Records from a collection
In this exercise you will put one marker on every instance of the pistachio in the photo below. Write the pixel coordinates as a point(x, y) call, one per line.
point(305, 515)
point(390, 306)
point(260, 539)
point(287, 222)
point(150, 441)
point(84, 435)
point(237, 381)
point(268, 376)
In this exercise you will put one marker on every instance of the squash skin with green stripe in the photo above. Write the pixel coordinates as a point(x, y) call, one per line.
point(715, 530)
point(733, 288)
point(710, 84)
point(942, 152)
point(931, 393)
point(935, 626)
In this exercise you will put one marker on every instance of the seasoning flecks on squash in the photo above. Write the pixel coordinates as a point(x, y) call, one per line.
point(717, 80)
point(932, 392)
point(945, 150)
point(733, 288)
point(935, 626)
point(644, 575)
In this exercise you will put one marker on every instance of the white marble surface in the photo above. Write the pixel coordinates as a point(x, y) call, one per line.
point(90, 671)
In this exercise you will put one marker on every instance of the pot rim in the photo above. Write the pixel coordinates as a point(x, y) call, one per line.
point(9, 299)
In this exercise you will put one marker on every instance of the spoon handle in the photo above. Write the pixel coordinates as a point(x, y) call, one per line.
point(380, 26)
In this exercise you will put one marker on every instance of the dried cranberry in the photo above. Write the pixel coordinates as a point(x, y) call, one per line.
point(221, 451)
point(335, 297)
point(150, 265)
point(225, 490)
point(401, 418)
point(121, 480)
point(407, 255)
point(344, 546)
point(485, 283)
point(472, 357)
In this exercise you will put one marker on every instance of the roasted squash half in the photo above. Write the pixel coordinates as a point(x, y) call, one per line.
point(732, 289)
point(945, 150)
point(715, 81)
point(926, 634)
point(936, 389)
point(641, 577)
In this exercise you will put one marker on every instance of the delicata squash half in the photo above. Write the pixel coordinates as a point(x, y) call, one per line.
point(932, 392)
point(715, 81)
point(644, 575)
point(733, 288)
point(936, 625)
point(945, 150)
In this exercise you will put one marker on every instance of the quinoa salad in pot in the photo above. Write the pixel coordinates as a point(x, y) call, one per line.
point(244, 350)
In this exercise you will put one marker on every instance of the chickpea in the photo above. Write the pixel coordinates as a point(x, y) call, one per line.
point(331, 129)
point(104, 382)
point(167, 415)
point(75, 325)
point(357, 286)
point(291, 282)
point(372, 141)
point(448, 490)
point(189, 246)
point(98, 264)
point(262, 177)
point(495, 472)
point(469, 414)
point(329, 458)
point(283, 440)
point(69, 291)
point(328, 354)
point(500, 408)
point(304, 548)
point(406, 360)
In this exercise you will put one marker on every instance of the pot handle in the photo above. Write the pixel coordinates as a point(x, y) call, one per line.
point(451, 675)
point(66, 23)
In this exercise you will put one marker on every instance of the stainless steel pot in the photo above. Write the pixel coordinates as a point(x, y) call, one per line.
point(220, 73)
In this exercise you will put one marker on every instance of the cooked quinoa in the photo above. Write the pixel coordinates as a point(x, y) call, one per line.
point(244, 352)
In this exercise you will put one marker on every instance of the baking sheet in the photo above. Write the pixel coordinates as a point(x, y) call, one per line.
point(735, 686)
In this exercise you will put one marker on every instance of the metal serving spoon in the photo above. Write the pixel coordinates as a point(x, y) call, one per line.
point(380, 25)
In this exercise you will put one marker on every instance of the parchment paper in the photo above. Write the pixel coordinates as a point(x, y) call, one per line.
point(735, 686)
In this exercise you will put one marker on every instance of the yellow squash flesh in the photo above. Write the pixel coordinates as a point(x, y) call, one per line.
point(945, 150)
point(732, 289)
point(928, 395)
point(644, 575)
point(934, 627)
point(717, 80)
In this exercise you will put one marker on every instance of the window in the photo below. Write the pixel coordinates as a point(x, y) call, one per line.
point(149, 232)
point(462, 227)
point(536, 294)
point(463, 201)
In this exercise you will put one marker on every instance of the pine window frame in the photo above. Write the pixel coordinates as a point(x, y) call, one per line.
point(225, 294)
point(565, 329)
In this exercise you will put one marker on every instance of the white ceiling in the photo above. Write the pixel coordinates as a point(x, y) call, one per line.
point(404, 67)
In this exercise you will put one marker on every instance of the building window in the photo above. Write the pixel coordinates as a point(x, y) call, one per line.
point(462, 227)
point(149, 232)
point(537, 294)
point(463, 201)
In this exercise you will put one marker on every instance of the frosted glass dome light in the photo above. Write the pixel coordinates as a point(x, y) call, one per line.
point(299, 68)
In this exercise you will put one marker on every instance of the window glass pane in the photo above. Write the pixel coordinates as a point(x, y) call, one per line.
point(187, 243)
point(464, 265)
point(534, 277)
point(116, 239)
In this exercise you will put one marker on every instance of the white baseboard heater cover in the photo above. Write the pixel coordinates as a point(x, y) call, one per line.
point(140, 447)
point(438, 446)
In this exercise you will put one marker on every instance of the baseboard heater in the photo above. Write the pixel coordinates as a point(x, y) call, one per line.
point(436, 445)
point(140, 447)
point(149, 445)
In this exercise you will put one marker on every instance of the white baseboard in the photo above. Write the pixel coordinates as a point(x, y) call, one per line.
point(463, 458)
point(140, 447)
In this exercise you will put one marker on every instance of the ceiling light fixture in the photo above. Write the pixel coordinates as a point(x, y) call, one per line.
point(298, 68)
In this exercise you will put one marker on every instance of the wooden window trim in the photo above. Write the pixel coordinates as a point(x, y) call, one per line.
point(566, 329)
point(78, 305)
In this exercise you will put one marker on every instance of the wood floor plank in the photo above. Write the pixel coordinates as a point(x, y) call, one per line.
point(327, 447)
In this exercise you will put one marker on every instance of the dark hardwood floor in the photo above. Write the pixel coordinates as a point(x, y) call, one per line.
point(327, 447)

Work to do → Every record should be repeated exactly; please leave none out.

Solution to this task →
In this exercise you will put one marker on every instance of the pistachio in the photo below. Write the pixel coordinates as a point(x, y) call, one per line.
point(305, 515)
point(390, 306)
point(260, 539)
point(287, 222)
point(150, 441)
point(84, 435)
point(237, 381)
point(268, 376)
In this exercise you will put one marker on every instance of the squash skin with green stripe in the photo above. Write the pixel coordinates as a point(x, y) call, one per line.
point(715, 530)
point(733, 288)
point(710, 84)
point(942, 152)
point(931, 393)
point(935, 626)
In this exercise you will put one marker on every instance of the seasoning flecks on squash in the photo above. Write the pixel coordinates as a point(x, y) call, one per line.
point(717, 80)
point(932, 392)
point(945, 150)
point(733, 288)
point(935, 626)
point(644, 575)
In this exercise you will put one marker on every instance of the white marble surface in the photo above. Write the pixel coordinates as a point(x, y) call, one per line.
point(90, 671)
In this exercise you will put one marker on every instance of the pot rim in the photo above. Write the pixel coordinates as a point(x, y) call, one per line.
point(9, 299)
In this exercise you will put one marker on every instance of the spoon handle in the photo above. Write the pixel coordinates as a point(x, y) call, one per line.
point(380, 26)
In this exercise you will put one marker on every instance of the dried cranberry in the photo above. Write the pixel coordinates as a point(x, y) call, one per line.
point(221, 451)
point(335, 297)
point(150, 265)
point(225, 490)
point(401, 418)
point(121, 480)
point(407, 255)
point(344, 546)
point(485, 283)
point(472, 357)
In this exercise you will put one marker on every instance of the roasted squash half in the photo above. Write the pixel coordinates as a point(x, y) call, one per line.
point(732, 289)
point(945, 150)
point(715, 81)
point(926, 634)
point(936, 389)
point(641, 577)
In this exercise you will put one marker on every instance of the delicata squash half in the photo above. Write the pixel coordinates as a point(x, y) call, one per line.
point(932, 392)
point(715, 81)
point(644, 575)
point(733, 288)
point(936, 625)
point(945, 150)
In this exercise you will put one marker on every instance of the quinoa salad in pot in the photo above. Write the pixel coordinates as a point(x, y) call, one per line.
point(244, 350)
In this exercise you will put one marker on every instance of the chickpea in the photo above. Write the pixel coordinates as a point(x, y) call, one per line.
point(331, 129)
point(104, 382)
point(167, 415)
point(75, 325)
point(357, 286)
point(291, 282)
point(372, 141)
point(448, 490)
point(189, 246)
point(98, 264)
point(262, 177)
point(495, 472)
point(469, 414)
point(329, 458)
point(283, 440)
point(69, 291)
point(328, 354)
point(500, 408)
point(304, 548)
point(406, 360)
In this exercise you will put one marker on every instance of the pot handle in the photo above. Write the pixel coordinates as a point(x, y) call, one per line.
point(451, 675)
point(66, 23)
In this exercise you will put one marker on every instance of the stainless steel pot in the photo above. Write the pixel coordinates as a point(x, y) call, one per line.
point(220, 73)
In this exercise you will put one marker on every instance of the cooked quinoa in the photo above. Write the pixel coordinates as a point(x, y) call, one per line.
point(244, 352)
In this exercise you will put one marker on every instance of the baking sheet in the photo above. Write the pixel coordinates as a point(x, y) call, one per line.
point(735, 686)
In this exercise you will put one marker on every instance of the metal serving spoon in the photo above. Write the pixel coordinates as a point(x, y) call, one per line.
point(380, 25)
In this exercise you will put one marker on every instance of the parchment paper in the photo above. Write the pixel coordinates as a point(x, y) call, one per line.
point(735, 686)
In this exercise you will put one marker on every instance of the yellow squash flesh in the photo above. Write the pixel coordinates as a point(x, y) call, one per line.
point(945, 150)
point(732, 289)
point(928, 395)
point(644, 575)
point(934, 627)
point(717, 80)
In this exercise you will put one marker on every instance of the window in the photo below. Write the pixel coordinates as a point(x, y) call, one per line.
point(149, 232)
point(462, 227)
point(536, 294)
point(463, 201)
In this exercise you will put one marker on every instance of the pine window frame in the photo above. Write the pixel coordinates as a point(x, y) call, one per line.
point(225, 294)
point(565, 329)
In this exercise you will put one marker on every instance of the white ceiling in the photo above. Write the pixel coordinates as a point(x, y) call, one per line.
point(404, 67)
In this exercise you will put one marker on every instance of the building window in the photo above. Write the pixel coordinates as a point(x, y) call, one per line.
point(462, 227)
point(149, 232)
point(537, 294)
point(463, 201)
In this exercise you will put one marker on every instance of the frosted glass dome light in the photo above. Write the pixel coordinates as a point(x, y) call, one per line.
point(299, 68)
In this exercise you will put one marker on every instance of the window glass pane in the photo above. Write the pixel coordinates as a point(x, y) call, one per line.
point(187, 243)
point(464, 265)
point(534, 277)
point(116, 239)
In this exercise you will put one marker on every instance of the white baseboard heater cover in the photo above. Write the pixel coordinates as a point(x, y) call, one per line.
point(140, 447)
point(438, 446)
In this exercise you will put one marker on every instance of the baseboard heater in the photo above. Write the pixel coordinates as a point(x, y) call, one per line.
point(436, 445)
point(140, 447)
point(149, 445)
In this exercise you will put one marker on every instance of the white baseboard in the photo above. Write the pixel coordinates as a point(x, y) call, one per line.
point(463, 458)
point(140, 447)
In this exercise you will put one marker on every instance of the ceiling light fixture in the photo above. Write the pixel coordinates as a point(x, y) call, one per line.
point(298, 68)
In this exercise you will put one marker on every instance of the wooden window trim in the photo above. Write the pixel coordinates as a point(x, y) call, one per line.
point(566, 329)
point(78, 305)
In this exercise you will put one marker on every instance of the wood floor plank in the photo above. Write the pixel coordinates as a point(x, y) call, one per line.
point(327, 447)
In this exercise you will put one marker on every instance of the dark hardwood floor in the photo above. Write the pixel coordinates as a point(x, y) call, one per line.
point(327, 447)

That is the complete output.